Task prompt:
Please write out the records below word for word, changing nothing and leaving out the pictures.

◇ ◇ ◇ ◇ ◇ ◇ ◇

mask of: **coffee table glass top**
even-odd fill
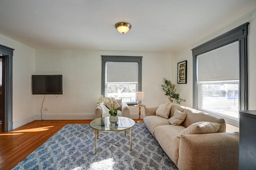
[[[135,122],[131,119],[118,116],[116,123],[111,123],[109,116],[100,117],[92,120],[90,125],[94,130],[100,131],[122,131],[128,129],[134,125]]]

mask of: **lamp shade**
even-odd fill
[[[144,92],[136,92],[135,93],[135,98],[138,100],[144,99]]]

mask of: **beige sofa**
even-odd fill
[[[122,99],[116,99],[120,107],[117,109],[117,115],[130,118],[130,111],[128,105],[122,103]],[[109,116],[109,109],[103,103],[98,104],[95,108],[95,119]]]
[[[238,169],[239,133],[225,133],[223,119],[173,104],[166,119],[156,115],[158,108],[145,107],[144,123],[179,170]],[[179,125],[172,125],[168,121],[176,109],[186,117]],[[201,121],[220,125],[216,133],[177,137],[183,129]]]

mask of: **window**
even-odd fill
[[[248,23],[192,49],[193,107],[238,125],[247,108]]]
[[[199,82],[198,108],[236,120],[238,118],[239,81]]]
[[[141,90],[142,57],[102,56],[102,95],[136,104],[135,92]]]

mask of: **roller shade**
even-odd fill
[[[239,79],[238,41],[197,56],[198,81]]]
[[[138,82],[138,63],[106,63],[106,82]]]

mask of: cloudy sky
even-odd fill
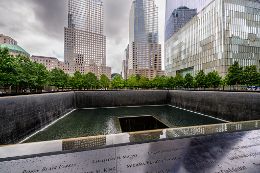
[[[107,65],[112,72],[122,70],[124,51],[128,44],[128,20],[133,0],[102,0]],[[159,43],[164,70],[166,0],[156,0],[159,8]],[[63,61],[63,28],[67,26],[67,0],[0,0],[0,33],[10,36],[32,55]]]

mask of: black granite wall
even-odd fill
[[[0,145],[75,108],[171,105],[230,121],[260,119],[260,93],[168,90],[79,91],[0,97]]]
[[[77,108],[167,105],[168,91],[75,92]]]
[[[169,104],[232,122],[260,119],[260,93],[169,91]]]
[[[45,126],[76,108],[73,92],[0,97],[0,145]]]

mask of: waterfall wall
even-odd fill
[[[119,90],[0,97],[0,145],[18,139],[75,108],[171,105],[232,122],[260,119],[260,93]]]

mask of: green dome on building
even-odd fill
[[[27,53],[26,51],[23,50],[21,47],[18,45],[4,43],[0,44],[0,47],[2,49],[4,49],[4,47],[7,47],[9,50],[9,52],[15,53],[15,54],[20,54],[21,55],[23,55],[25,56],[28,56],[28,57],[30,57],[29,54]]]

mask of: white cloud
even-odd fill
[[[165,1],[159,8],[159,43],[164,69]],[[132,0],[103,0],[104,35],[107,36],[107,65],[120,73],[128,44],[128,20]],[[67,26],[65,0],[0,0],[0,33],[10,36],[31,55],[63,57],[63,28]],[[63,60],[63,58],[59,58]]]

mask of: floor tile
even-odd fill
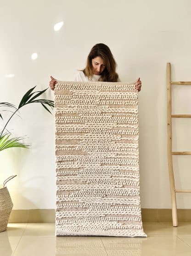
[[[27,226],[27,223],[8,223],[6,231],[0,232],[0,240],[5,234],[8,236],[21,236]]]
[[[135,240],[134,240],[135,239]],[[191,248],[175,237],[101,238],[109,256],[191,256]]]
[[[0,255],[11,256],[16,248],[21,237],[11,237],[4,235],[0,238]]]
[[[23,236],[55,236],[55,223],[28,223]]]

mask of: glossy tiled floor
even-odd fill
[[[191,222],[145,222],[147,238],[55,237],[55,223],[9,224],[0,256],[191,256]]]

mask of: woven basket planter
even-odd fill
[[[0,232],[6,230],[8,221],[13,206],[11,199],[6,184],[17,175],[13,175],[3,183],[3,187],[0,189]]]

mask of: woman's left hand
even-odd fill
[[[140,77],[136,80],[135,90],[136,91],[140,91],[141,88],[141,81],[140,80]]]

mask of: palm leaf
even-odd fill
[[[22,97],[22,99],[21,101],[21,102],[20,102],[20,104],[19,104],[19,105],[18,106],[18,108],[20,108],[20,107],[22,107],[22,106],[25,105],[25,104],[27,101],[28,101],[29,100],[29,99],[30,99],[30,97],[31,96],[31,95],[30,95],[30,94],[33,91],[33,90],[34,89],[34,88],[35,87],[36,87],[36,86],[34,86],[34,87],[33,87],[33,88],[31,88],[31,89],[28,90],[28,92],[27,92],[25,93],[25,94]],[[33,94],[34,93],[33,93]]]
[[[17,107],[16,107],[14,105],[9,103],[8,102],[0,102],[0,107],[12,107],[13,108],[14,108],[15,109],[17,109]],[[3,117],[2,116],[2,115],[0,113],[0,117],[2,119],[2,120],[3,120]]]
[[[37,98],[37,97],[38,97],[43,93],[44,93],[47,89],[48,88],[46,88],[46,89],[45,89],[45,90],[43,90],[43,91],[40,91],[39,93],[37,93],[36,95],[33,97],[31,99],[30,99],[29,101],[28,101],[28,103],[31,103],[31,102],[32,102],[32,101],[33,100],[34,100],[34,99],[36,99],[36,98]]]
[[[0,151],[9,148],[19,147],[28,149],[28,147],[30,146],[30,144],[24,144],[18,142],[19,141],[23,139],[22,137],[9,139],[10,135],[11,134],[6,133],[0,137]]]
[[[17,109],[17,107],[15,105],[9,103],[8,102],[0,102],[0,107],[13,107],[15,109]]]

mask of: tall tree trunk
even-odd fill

◇ ◇ ◇ ◇ ◇ ◇ ◇

Exercise response:
mask of: **coffee table glass top**
even-odd fill
[[[135,122],[131,119],[118,116],[116,123],[111,123],[109,116],[100,117],[92,120],[90,125],[94,130],[100,131],[122,131],[128,129],[134,125]]]

mask of: **lamp shade**
even-odd fill
[[[144,92],[136,92],[135,93],[135,98],[138,100],[144,99]]]

mask of: **beige sofa**
even-odd fill
[[[122,99],[116,99],[120,107],[117,109],[117,115],[130,118],[130,111],[128,105],[122,103]],[[109,116],[109,109],[103,103],[98,104],[95,108],[95,119]]]
[[[238,169],[239,133],[225,133],[223,119],[173,104],[166,119],[156,115],[158,108],[145,107],[144,123],[179,170]],[[179,125],[172,125],[168,121],[176,109],[186,117]],[[201,121],[220,125],[216,133],[177,137],[183,129]]]

mask of: **window**
even-odd fill
[[[248,23],[192,49],[193,107],[238,125],[247,108]]]
[[[199,82],[198,108],[236,120],[238,118],[239,81]]]
[[[141,90],[142,57],[102,56],[102,95],[136,104],[135,92]]]

mask of: **roller shade**
even-odd fill
[[[239,79],[238,41],[197,56],[198,81]]]
[[[138,82],[138,63],[106,63],[106,82]]]

mask of: cloudy sky
even-odd fill
[[[107,65],[112,72],[122,70],[124,51],[128,44],[128,20],[133,0],[102,0]],[[159,43],[164,70],[166,0],[156,0],[159,8]],[[63,61],[63,28],[67,26],[67,0],[0,0],[0,33],[10,36],[32,55]]]

mask of: black granite wall
even-odd fill
[[[0,145],[75,108],[171,105],[230,121],[260,119],[260,93],[168,90],[79,91],[0,97]]]
[[[77,108],[167,105],[168,91],[75,92]]]
[[[169,104],[232,122],[260,119],[260,93],[169,91]]]
[[[45,126],[76,108],[73,92],[0,97],[0,145]]]

mask of: waterfall wall
even-odd fill
[[[119,90],[0,97],[0,145],[18,139],[75,108],[171,105],[232,122],[260,119],[260,93]]]

mask of: green dome on building
even-odd fill
[[[27,53],[26,51],[23,50],[21,47],[18,45],[4,43],[0,44],[0,47],[2,49],[4,49],[4,47],[7,47],[9,50],[9,52],[15,53],[15,54],[20,54],[21,55],[23,55],[25,56],[28,56],[28,57],[30,57],[29,54]]]

mask of: white cloud
even-odd fill
[[[165,1],[159,8],[159,43],[164,69]],[[132,0],[103,0],[104,35],[107,36],[107,65],[120,73],[128,44],[128,20]],[[67,26],[65,0],[0,0],[0,33],[10,36],[31,55],[63,57],[63,28]],[[63,60],[63,58],[59,58]]]

mask of: floor tile
even-odd fill
[[[27,226],[27,223],[8,223],[6,231],[0,232],[0,240],[5,234],[8,236],[21,236]]]
[[[135,240],[134,240],[135,239]],[[191,248],[175,237],[101,238],[109,256],[191,256]]]
[[[0,255],[11,256],[16,248],[21,237],[11,237],[4,235],[0,238]]]
[[[23,236],[55,236],[55,223],[28,223]]]

mask of: glossy tiled floor
even-odd fill
[[[191,222],[145,222],[147,238],[55,237],[55,223],[9,224],[0,256],[191,256]]]

mask of: woven basket planter
even-odd fill
[[[0,232],[6,230],[8,221],[13,206],[11,199],[6,184],[17,175],[13,175],[3,183],[3,187],[0,189]]]

mask of: woman's left hand
even-odd fill
[[[140,77],[136,80],[135,90],[136,91],[140,91],[141,88],[141,81],[140,80]]]

mask of: palm leaf
even-odd fill
[[[22,97],[22,99],[21,101],[21,102],[20,102],[20,104],[19,104],[19,105],[18,106],[18,108],[20,108],[20,107],[22,107],[22,106],[25,105],[25,104],[27,101],[28,101],[29,100],[29,99],[30,99],[30,97],[31,96],[31,95],[30,95],[30,94],[33,91],[33,90],[34,89],[34,88],[35,87],[36,87],[36,86],[34,86],[34,87],[33,87],[33,88],[31,88],[31,89],[28,90],[28,92],[27,92],[25,93],[25,94]],[[33,94],[34,93],[33,93]]]
[[[17,107],[16,107],[14,105],[9,103],[8,102],[0,102],[0,107],[12,107],[13,108],[14,108],[15,109],[17,109]],[[3,117],[2,116],[2,115],[0,113],[0,117],[2,119],[2,120],[3,120]]]
[[[37,98],[37,97],[38,97],[43,93],[44,93],[47,89],[48,88],[46,88],[46,89],[45,89],[45,90],[43,90],[43,91],[40,91],[39,93],[37,93],[36,95],[33,97],[31,99],[30,99],[29,101],[28,101],[28,103],[31,103],[31,102],[32,102],[32,101],[33,100],[34,100],[34,99],[36,99],[36,98]]]
[[[0,151],[9,148],[19,147],[28,149],[28,147],[30,146],[30,144],[24,144],[18,142],[19,141],[23,139],[22,137],[9,139],[10,135],[11,134],[6,133],[0,137]]]
[[[17,109],[17,107],[15,105],[9,103],[8,102],[0,102],[0,107],[13,107],[15,109]]]

mask of: tall tree trunk
even-odd fill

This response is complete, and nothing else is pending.